* Selected extract:
To set the stage for this issue’s discussion of e-discovery developments, we begin with this assessment of elementary computer science principles. How does a computer work, and what do computer forensic experts do to discover electronically stored information?
Data Processing Fundamentals
Computer hardware includes input devices (e.g., keyboard, mouse), a hard drive for long-term storage of information, a processor (that runs everything), the main circuit board (or motherboard) that connects key devices, memory chips for short-term storage of information, and an output device (i.e., a monitor) that displays the work. These hardware devices are connected by electrical circuits controlled by switches. (Computer processing basically involves the opening and closing of the switches at the right time and in the correct sequence as directed by the software program.) The hardware system is managed by a software program known as “operating system” software (e.g., Microsoft Windows). The operating system is the set of instructions (software is simply a permanent sequence of instructions) that allows the applications software (e.g., Microsoft Word) to be processed by the computer’s hardware while the user operates the keyboard.
When the computer is turned on, its “boot (or start) up” process begins. The electric signal initiates instructions (often found on a read only memory or “ROM” chip located on the motherboard) to have the operating system software retrieved from a storage device and loaded onto a different memory chip. It does so after first making sure that all the hardware is connected and operating properly. Then the user, via keyboarding or mouse clicks, selects application software also to be loaded onto the memory chip. When the user then begins to use the applications software, the operating system directs a microprocessor known as the central processing unit or “CPU” (also mounted on the motherboard) to execute the software instructions. A computer purchased today uses a processing chip (such as the Intel Core i7) that can handle upwards of 80,000 mips, that is, million instructions per second. As the CPU processes the data, the results are displayed on the output device or monitor.
The memory devices adjacent to the CPU on the motherboard include the cache memory chip and the random access memory or “RAM” chip. These chips contain integrated circuits that store information electronically. Cache memory or RAM hosts the programs placed there by the operating system in response to the user’s commands. They run the programs at high speed (cache more so) and interact with “registers” contained within the CPU while the data processing is occurring. These devices are fast because they store the data or program electronically (not mechanically and magnetically like the slower hard drive memory storage), but RAM and cache storage is temporary, vanishing instantly from memory when power to the computer is turned off. This feature is key to the computer’s functionality; because data is stored electronically on cache or RAM memory and remains there only when power is supplied, the input/output process is far faster than if the CPU had to access information from magnetic hard drive storage in the course of program execution.

* What you should do:
Rewrite the passage on computer basics from "To set the stage" up to and including "electronically stored information?", changing "computer forensic experts" to "digital forensic examiners".

* Recorded data:
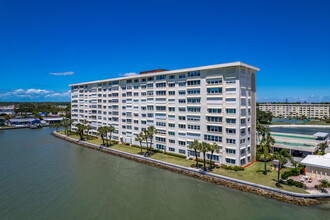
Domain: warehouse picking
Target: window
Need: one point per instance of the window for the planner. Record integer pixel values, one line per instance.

* Correct result:
To set the stage for this issue’s discussion of e-discovery developments, we begin with this assessment of elementary computer science principles. How does a computer work, and what do digital forensic examiners do to discover electronically stored information?